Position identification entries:

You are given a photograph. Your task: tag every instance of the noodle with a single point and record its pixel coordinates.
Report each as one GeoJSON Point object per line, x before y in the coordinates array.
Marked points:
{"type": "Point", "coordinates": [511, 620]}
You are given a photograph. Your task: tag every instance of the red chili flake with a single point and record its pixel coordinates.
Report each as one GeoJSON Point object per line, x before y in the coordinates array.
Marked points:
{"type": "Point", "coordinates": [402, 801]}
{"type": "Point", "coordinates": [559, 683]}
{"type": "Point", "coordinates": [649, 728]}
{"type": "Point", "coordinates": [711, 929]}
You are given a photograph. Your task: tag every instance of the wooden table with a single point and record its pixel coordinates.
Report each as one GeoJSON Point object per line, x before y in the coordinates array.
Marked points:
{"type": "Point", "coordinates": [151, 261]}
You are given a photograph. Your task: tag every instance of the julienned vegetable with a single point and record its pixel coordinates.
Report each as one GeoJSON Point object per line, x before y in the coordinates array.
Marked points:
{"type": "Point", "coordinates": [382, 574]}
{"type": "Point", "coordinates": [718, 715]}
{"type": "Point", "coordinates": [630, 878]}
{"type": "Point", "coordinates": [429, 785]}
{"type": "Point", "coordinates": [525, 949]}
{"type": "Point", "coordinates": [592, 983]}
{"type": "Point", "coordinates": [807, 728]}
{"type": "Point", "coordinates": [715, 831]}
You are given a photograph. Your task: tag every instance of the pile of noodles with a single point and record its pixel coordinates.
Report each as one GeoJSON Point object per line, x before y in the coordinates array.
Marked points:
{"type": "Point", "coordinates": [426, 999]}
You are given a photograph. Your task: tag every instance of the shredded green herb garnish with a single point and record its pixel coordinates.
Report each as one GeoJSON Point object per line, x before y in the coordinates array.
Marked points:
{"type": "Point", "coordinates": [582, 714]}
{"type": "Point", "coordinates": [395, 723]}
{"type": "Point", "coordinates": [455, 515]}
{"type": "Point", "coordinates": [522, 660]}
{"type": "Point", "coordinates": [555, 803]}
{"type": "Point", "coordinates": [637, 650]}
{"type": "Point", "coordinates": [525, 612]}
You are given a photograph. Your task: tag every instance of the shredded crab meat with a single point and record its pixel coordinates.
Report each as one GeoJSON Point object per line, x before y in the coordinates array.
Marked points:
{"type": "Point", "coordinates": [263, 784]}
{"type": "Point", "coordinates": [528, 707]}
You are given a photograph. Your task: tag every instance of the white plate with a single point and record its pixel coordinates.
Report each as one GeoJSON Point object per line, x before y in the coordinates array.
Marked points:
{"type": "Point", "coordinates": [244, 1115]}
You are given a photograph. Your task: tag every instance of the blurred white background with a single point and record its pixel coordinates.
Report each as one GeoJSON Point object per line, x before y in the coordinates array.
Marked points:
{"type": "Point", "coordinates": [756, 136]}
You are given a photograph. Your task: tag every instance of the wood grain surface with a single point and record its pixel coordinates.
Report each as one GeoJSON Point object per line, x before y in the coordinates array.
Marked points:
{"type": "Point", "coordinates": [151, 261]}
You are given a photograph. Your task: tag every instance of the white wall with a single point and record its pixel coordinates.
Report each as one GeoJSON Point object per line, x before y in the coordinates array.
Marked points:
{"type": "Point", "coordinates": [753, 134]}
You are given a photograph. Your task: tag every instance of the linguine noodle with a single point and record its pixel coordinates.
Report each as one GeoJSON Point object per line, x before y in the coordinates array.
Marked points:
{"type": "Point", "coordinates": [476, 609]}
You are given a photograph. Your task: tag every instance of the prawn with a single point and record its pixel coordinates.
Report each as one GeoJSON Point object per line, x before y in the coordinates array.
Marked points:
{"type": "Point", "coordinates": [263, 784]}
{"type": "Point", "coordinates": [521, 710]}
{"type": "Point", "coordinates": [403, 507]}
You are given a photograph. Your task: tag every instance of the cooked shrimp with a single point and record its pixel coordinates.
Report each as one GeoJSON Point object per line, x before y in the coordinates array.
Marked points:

= WORK TO BE COMPLETED =
Reproduce every entry above, swapping "Marked points" for "Tagged points" and leaving everything else unchanged.

= CORRECT RESULT =
You are given a photograph. Your task: tag every instance of the noodle with a single point and record its pixel coordinates.
Report each as one GeoJSON Point object per line, x before y in the coordinates array.
Tagged points:
{"type": "Point", "coordinates": [511, 620]}
You are given a photograph. Your task: tag every instance of the red chili flake with a single point and record its pixel coordinates.
Report each as one GeoJSON Point object per line, x before y in the coordinates array.
Tagged points:
{"type": "Point", "coordinates": [402, 801]}
{"type": "Point", "coordinates": [559, 683]}
{"type": "Point", "coordinates": [649, 728]}
{"type": "Point", "coordinates": [711, 929]}
You are given a photograph. Your task: tag every instance of the wooden table with a single point and record its pixel coordinates.
Report each as one GeoJSON Point object per line, x before y in the coordinates array.
Tagged points:
{"type": "Point", "coordinates": [151, 261]}
You are given a photograph. Your task: tag every instance of the julienned vegetable with a single point and record its pixel coordinates.
Report each as one GeoJSON Point object per line, x before y in the coordinates array.
Tagged points:
{"type": "Point", "coordinates": [382, 574]}
{"type": "Point", "coordinates": [718, 715]}
{"type": "Point", "coordinates": [630, 878]}
{"type": "Point", "coordinates": [429, 785]}
{"type": "Point", "coordinates": [525, 949]}
{"type": "Point", "coordinates": [592, 983]}
{"type": "Point", "coordinates": [807, 728]}
{"type": "Point", "coordinates": [715, 831]}
You are given a photograph. Your task: tag every instance of the pile of noodles with a single point and record its pixel coordinates.
Report each as one GeoJSON Point object per line, x before y in the coordinates array.
Tagged points:
{"type": "Point", "coordinates": [426, 999]}
You are given a photograph. Your task: tag every instance of the shredded green herb garnish with a single point and record its pixel coordinates.
Report each as one GeoJSON Point object per line, x before y in the coordinates array.
Tagged points:
{"type": "Point", "coordinates": [582, 714]}
{"type": "Point", "coordinates": [395, 723]}
{"type": "Point", "coordinates": [455, 515]}
{"type": "Point", "coordinates": [522, 660]}
{"type": "Point", "coordinates": [555, 803]}
{"type": "Point", "coordinates": [637, 650]}
{"type": "Point", "coordinates": [525, 612]}
You are given a photograph. Your task: tag every instance of the shredded crab meat with a single point and record its pixel coordinates.
Report each as one GeoJSON Point object per line, x before y in the coordinates array.
Tagged points:
{"type": "Point", "coordinates": [263, 784]}
{"type": "Point", "coordinates": [528, 707]}
You are given a photograph. Your task: tag every instance of the white plate with a single point and record its pixel coordinates.
Report each as one GeoJSON Point object per line, x before y in the coordinates array.
Tagged points:
{"type": "Point", "coordinates": [244, 1115]}
You are given a photograph. Your task: tag every instance of the blurred white background with a single point and record its pixel coordinates.
Report each as one GeoJSON Point object per line, x before y in the coordinates array.
Tagged points:
{"type": "Point", "coordinates": [756, 136]}
You are given a photograph. Your task: tag every instance of the wood grain surface with a single point and record its pixel coordinates.
Report each as one GeoJSON Point object per line, x before y in the coordinates array.
Tagged points:
{"type": "Point", "coordinates": [151, 261]}
You are given a photograph. Your task: tag every instance of the white wall with a single point and record its pixel coordinates.
Report each as one GeoJSON Point object per line, x before y in the coordinates array.
Tagged points:
{"type": "Point", "coordinates": [753, 134]}
You are given a photograph. Your task: tag every instance of the linguine noodle with a single point and record its pixel coordinates.
Report each as one GeoJSON Point object per line, x before y in the coordinates array.
Tagged points:
{"type": "Point", "coordinates": [476, 609]}
You are given a photograph. Your task: tag every instance of the prawn with a single point and record its pixel coordinates.
Report each as one GeoJSON Point object per line, x before y in the coordinates array.
Tagged points:
{"type": "Point", "coordinates": [263, 784]}
{"type": "Point", "coordinates": [521, 710]}
{"type": "Point", "coordinates": [403, 507]}
You are given a photograph. Your task: tag every instance of the cooked shrimp with a single point and record its pixel coordinates.
Report each as one GeoJSON Point object per line, x before y in the coordinates array.
Tagged points:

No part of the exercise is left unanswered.